-- START Exercise input --

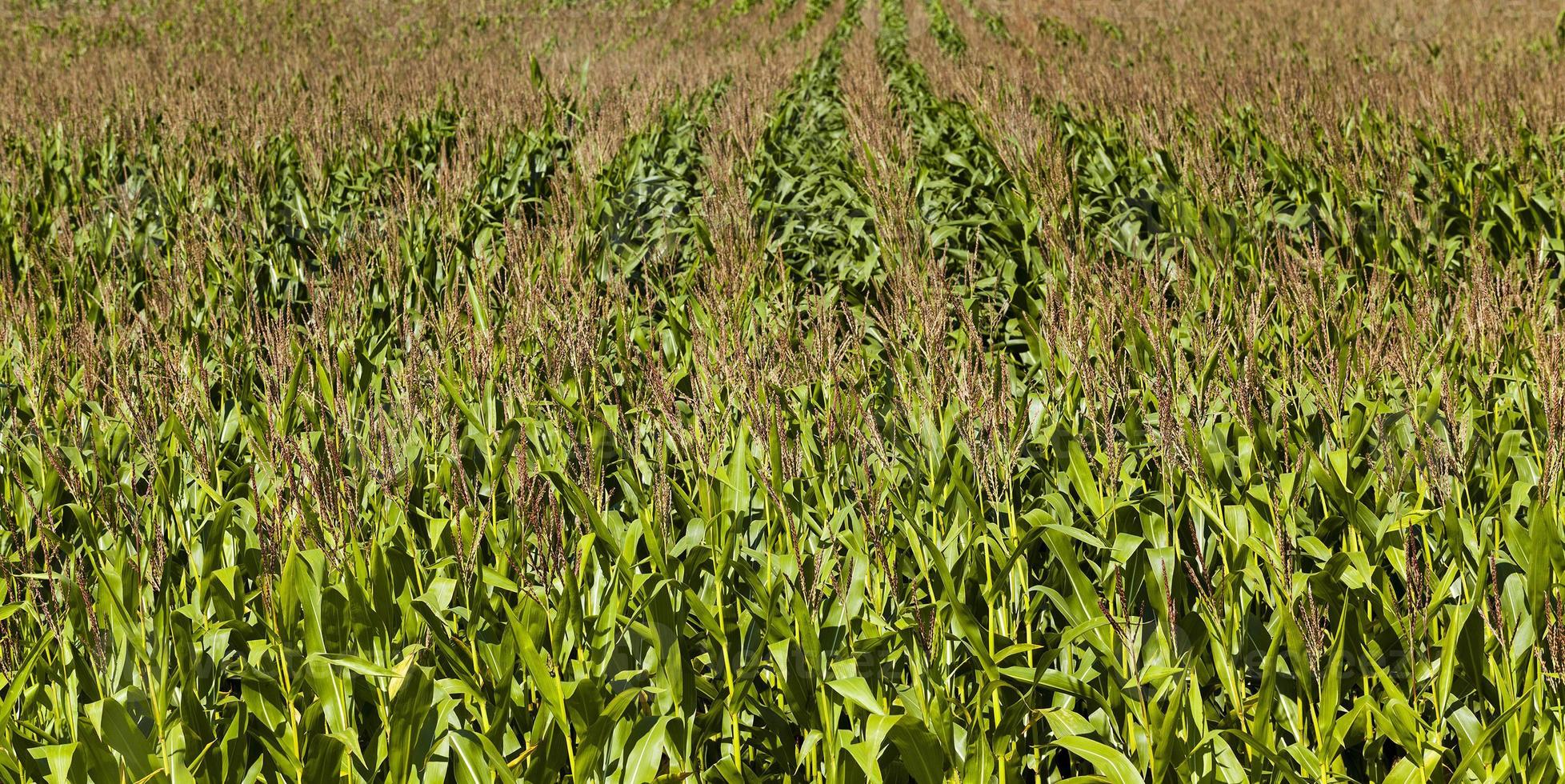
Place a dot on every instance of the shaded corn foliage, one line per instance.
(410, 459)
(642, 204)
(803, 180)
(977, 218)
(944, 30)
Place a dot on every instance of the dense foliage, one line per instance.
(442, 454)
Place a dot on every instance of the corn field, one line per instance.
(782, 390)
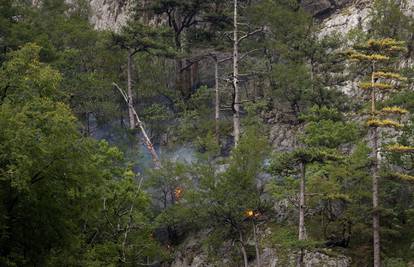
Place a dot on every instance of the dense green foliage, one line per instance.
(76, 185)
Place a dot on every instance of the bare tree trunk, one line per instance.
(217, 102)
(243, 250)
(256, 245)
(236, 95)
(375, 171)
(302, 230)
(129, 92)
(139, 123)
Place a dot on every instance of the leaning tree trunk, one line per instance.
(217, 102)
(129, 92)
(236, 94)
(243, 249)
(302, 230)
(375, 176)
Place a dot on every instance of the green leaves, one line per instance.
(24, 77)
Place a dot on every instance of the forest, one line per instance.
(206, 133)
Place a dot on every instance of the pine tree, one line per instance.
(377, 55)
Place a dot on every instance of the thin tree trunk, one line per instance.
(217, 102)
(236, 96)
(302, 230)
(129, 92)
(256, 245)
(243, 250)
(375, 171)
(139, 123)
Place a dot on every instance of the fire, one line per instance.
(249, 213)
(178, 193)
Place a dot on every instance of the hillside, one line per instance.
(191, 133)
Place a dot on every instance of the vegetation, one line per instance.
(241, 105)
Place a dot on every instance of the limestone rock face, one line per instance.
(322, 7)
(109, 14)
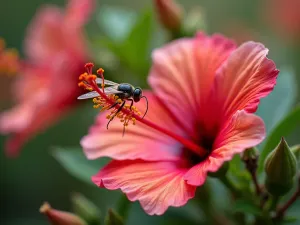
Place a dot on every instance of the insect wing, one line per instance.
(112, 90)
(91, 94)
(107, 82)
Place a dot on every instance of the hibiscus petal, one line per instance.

-- END Exercise input --

Task instructions
Turn every line of the records above into a numbered list, skipping any blank lines and leaving the pictures out.

Exercise result
1. Place a dot on every instance of the shaded corn foliage, one line per instance.
2. (410, 459)
3. (642, 204)
4. (803, 180)
5. (977, 218)
6. (944, 30)
7. Place a dot on every instance of the dense foliage, one line per instance.
8. (442, 454)
9. Place a dot on every instance of the corn field, one line per instance.
10. (782, 390)
11. Place a dot on every instance of the dense green foliage, one line per instance.
12. (76, 185)
13. Place a dot on every instance of the bare tree trunk, one line per instance.
14. (217, 102)
15. (243, 250)
16. (256, 245)
17. (236, 95)
18. (375, 171)
19. (302, 230)
20. (129, 92)
21. (139, 123)
22. Place a dot on every instance of the leaning tree trunk, one line per instance.
23. (217, 102)
24. (129, 92)
25. (236, 94)
26. (243, 249)
27. (302, 230)
28. (375, 176)
29. Place a dot on every instance of the green leaves, one line per instance.
30. (24, 77)
31. Place a dot on every instance of the forest, one line per instance.
32. (206, 133)
33. Place a dot on every instance of the pine tree, one line per instance.
34. (377, 55)
35. Place a dot on every instance of the thin tree trunk, one line per instance.
36. (217, 102)
37. (236, 96)
38. (302, 230)
39. (129, 92)
40. (256, 245)
41. (243, 250)
42. (375, 171)
43. (139, 123)
44. Place a dot on every instance of the fire, one line per instance.
45. (249, 213)
46. (178, 193)
47. Place a dot on every instance of the hillside, one line per instance.
48. (191, 133)
49. Place a dot on every instance of the vegetation, one line per instance.
50. (241, 105)
51. Place a dot on every instance of the limestone rock face, one line per instance.
52. (322, 7)
53. (109, 14)
54. Place a dot on every instance of the insect wing, one line per instance.
55. (112, 90)
56. (91, 94)
57. (107, 82)
58. Place a dot on every instance of the hibiscus petal, one line per instance.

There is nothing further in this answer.